§ **Task input**:
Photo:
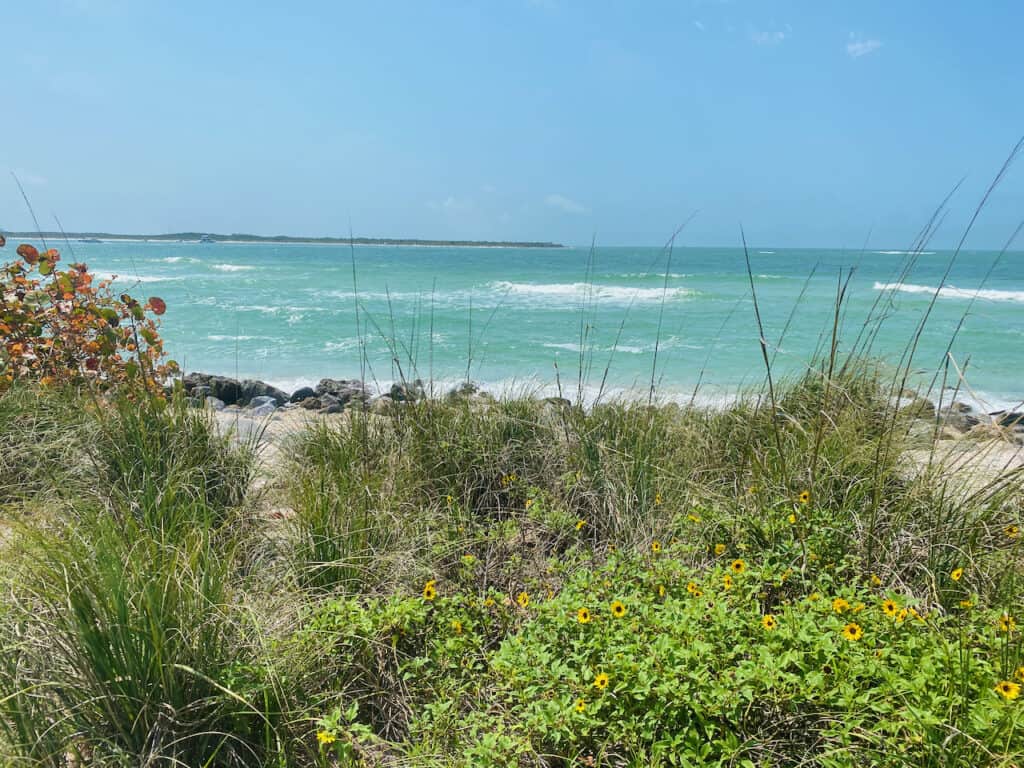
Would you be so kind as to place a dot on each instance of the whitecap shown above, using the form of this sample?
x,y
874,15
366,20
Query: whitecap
x,y
951,292
231,267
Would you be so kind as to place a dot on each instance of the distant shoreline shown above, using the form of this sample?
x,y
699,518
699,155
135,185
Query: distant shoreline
x,y
280,240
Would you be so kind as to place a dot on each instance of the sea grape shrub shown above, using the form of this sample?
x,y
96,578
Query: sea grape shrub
x,y
62,327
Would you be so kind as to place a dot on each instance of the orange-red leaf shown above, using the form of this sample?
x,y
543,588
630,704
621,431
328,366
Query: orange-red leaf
x,y
29,253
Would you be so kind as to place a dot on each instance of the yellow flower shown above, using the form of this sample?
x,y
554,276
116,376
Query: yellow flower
x,y
852,632
1008,690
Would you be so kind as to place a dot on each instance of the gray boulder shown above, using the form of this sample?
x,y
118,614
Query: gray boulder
x,y
300,394
408,392
342,390
251,388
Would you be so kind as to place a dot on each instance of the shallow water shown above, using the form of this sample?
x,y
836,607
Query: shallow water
x,y
515,316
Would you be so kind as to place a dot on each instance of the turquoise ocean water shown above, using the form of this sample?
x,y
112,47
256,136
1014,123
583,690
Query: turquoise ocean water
x,y
512,317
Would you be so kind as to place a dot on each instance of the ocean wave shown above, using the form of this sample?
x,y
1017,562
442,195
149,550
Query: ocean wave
x,y
904,253
341,345
584,291
231,267
951,292
223,337
139,278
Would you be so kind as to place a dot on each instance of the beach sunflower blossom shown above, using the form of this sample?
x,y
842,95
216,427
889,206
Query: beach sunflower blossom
x,y
326,737
853,632
430,590
1009,690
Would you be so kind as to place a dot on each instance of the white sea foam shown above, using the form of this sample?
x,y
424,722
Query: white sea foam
x,y
904,253
584,291
342,345
231,267
222,337
139,278
951,292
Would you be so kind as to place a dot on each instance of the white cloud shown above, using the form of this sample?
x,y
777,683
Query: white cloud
x,y
563,204
767,38
856,48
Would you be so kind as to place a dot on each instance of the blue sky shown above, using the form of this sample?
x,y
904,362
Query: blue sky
x,y
811,123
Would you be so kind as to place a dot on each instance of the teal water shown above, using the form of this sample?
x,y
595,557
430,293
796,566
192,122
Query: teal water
x,y
286,313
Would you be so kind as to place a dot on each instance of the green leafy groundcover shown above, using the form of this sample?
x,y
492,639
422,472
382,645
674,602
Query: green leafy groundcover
x,y
643,662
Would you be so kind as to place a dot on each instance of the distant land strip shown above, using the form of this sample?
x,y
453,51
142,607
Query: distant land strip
x,y
283,239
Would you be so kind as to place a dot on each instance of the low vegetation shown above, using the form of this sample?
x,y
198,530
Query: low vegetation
x,y
471,582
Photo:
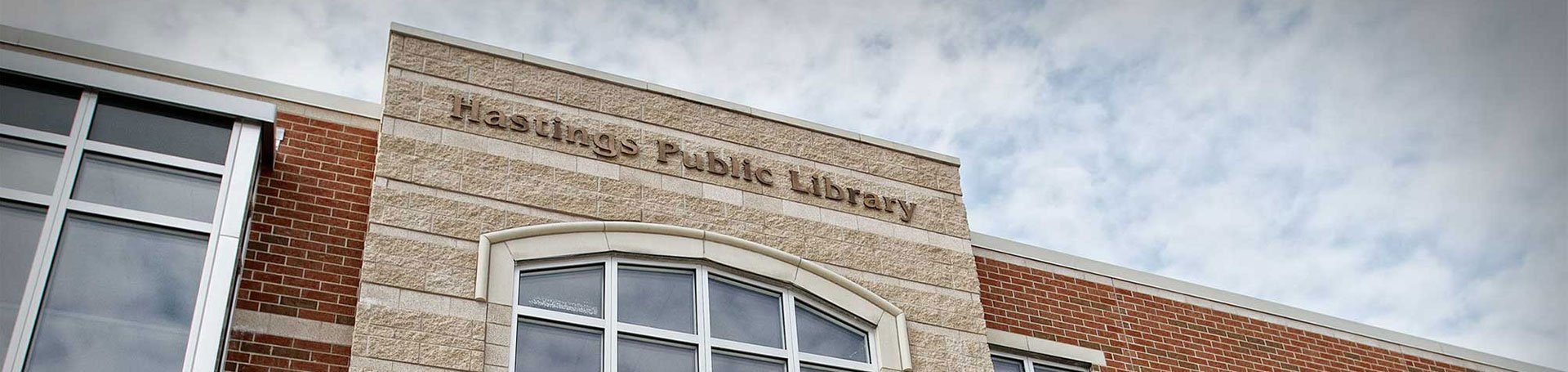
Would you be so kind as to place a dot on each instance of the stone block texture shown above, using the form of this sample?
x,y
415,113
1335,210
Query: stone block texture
x,y
253,352
1143,332
439,182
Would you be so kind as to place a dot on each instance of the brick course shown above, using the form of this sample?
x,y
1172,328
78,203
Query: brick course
x,y
253,352
1142,332
308,223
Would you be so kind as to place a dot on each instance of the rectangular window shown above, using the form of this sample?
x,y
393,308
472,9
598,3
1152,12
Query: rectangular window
x,y
114,247
1013,363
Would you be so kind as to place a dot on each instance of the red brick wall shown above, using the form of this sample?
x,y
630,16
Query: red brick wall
x,y
308,223
1140,332
253,352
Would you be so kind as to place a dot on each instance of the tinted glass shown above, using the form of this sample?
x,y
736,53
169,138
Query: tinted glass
x,y
822,336
648,356
576,291
119,295
731,363
1004,365
555,349
657,298
160,129
146,187
29,167
38,105
20,231
745,314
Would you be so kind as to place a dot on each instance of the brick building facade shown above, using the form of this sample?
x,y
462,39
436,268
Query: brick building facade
x,y
429,233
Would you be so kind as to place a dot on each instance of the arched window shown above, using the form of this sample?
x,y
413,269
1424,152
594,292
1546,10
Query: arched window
x,y
635,297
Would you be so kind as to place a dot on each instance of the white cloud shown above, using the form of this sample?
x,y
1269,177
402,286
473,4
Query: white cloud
x,y
1401,164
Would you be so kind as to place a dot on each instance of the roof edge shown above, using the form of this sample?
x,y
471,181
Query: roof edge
x,y
1252,303
731,105
185,71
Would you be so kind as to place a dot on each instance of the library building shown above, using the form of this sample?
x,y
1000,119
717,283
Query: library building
x,y
506,213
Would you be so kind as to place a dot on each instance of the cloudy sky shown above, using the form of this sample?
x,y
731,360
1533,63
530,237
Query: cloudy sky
x,y
1399,164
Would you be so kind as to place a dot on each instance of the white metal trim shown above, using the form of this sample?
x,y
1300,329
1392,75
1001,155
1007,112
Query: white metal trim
x,y
209,319
1029,363
25,196
184,71
109,80
705,344
42,258
35,136
157,157
138,217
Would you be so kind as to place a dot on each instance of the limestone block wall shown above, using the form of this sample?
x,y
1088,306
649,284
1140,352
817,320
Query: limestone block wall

§ **What the exercise asks**:
Return each line from the material above exactly, but not the pictures.

§ **Answer for the task**:
Photo:
Would you be so kind as to place a dot on each instance of the whitecap shown above, using the form of this sample?
x,y
874,15
366,20
Query: whitecap
x,y
951,292
231,267
Would you be so kind as to place a dot on each instance of the distant shoreline shown above, using the form of this sample?
x,y
699,518
699,155
135,185
Query: distant shoreline
x,y
280,240
Would you be so kind as to place a dot on each instance of the sea grape shrub shown above, using the form of this sample?
x,y
96,578
Query: sea grape shrub
x,y
62,327
Would you be so kind as to place a dot on each instance of the orange-red leaf shown above, using the form of this sample?
x,y
543,588
630,704
621,431
328,366
Query: orange-red leaf
x,y
29,253
Would you be so kind as to place a dot on each instance of the yellow flower shown above, using the form of this sample?
x,y
554,276
116,376
Query: yellow flower
x,y
852,632
1008,690
Would you be so kind as to place a dot on each instance of the gray boulder shown above, using the form of this sample?
x,y
118,614
Query: gray boulder
x,y
300,394
408,392
342,390
251,388
Would you be so kind as to place a dot on each instance of the shallow water shown above, using the form of this sample?
x,y
836,607
Query: shallow water
x,y
515,316
Would you be so kind as to place a dot on each instance of the turquoise ocean water shown above, using the form of this sample?
x,y
112,47
256,136
1014,123
583,690
Query: turquoise ocean water
x,y
512,317
Would you be so kind as to place a dot on each instance of the ocean wave shown above, using the form of this sample?
x,y
1017,562
442,195
149,550
Query: ocean wave
x,y
904,253
341,345
584,291
231,267
951,292
223,337
139,278
Would you be so kind as to place a dot on each instance of the beach sunflower blossom shown above, using the form of this sample?
x,y
842,95
216,427
889,206
Query: beach sunflower blossom
x,y
326,737
853,632
430,590
1009,690
Would you be so kind as to place a dot on each instance of the white sea foam shown above, using the form of this sample?
x,y
424,722
Query: white sea foam
x,y
904,253
584,291
342,345
231,267
222,337
139,278
951,292
Would you be so kind as to place a dot on each instance of the white cloud shown above, using the form of this sample?
x,y
777,683
Query: white cloud
x,y
563,204
767,38
856,48
Would you be so kind as to place a dot on each instance of the blue sky shown above, using the form of this sample?
x,y
904,362
Query: blue sky
x,y
811,123
Would you be so kind as to place a dot on each instance of the teal water shown above, using the form of this sample?
x,y
595,557
430,293
796,566
192,122
Query: teal water
x,y
286,313
Would you be so kind as to place a dot on each instance of the green leafy groundcover shown above, using the form of this sample?
x,y
492,639
422,472
382,645
674,602
Query: green leafy groundcover
x,y
643,662
Would you be so kind as to place a dot on each instance of the distant land strip shown above, using the form of this sample?
x,y
453,51
142,607
Query: distant land strip
x,y
283,239
Would you be so kind as to place a dot on each instance of the low vegetation shown above, using the form of this sample?
x,y
198,530
Query: low vegetation
x,y
471,582
Photo:
Would you be so kind as to place a dot on each instance of the stone block texture shown above, using the form of this sample?
x,y
415,113
1335,210
Query: stone block texture
x,y
253,352
1143,332
439,182
Would you be so kind as to place a dot on each instance of the brick course shown above, using the form of this sample?
x,y
1172,328
78,203
Query: brick course
x,y
253,352
1142,332
308,223
Would you be so kind as to place a dot on each instance of the rectangular window shown above, using the form of this sample?
x,y
393,308
472,9
598,3
1152,12
Query: rectangular window
x,y
114,247
1013,363
Would you be so kind as to place a dot on each instance of the red brick wall shown above, using the form of this sample?
x,y
630,16
Query: red brick wall
x,y
308,223
1140,332
253,352
Would you be so kind as to place a dot on each instance of the tinted glass shown above, using the form of this sample?
x,y
736,53
169,138
Query: tinted glass
x,y
822,336
648,356
576,291
119,295
731,363
1004,365
555,349
657,298
160,129
146,187
29,167
38,105
20,231
745,314
Would you be so kind as to place a dot on each instance of the brick building facade shown above, using the form of this sample?
x,y
462,39
436,268
Query: brick building facade
x,y
429,233
Would you be so kind as to place a dot on each instance of the arched window shown above, using the form of this sample?
x,y
413,269
1424,152
594,292
1546,10
Query: arched window
x,y
635,297
Would you be so kind as to place a dot on each instance of the white cloud shown above, using the form of this sample?
x,y
1269,177
402,286
473,4
Query: white cloud
x,y
1401,164
Would you be so kind as to place a dot on each instance of the roof edge shown above, using the form of this sample?
x,y
471,181
Query: roof edge
x,y
1252,303
731,105
185,71
Would you be so kind as to place a dot on each instance of the library building shown above, using the form of this sample?
x,y
1000,119
717,283
Query: library building
x,y
506,213
Would you be so kind as to place a dot on each instance of the cloudy sky shown above, using the form of this sample?
x,y
731,360
1533,63
530,237
Query: cloudy sky
x,y
1399,164
Would you be so kind as to place a dot on each instance of the white metal trim shown above, using the form of this sample?
x,y
1300,329
1392,75
1001,155
1007,112
Query: white metal trim
x,y
209,319
1029,363
25,196
184,71
109,80
705,344
42,258
35,136
157,157
138,217
Would you be so kind as to place a dot on each instance of the limestone block wall shown above, using the form of this sample?
x,y
1088,306
649,284
1140,352
817,320
Query: limestone block wall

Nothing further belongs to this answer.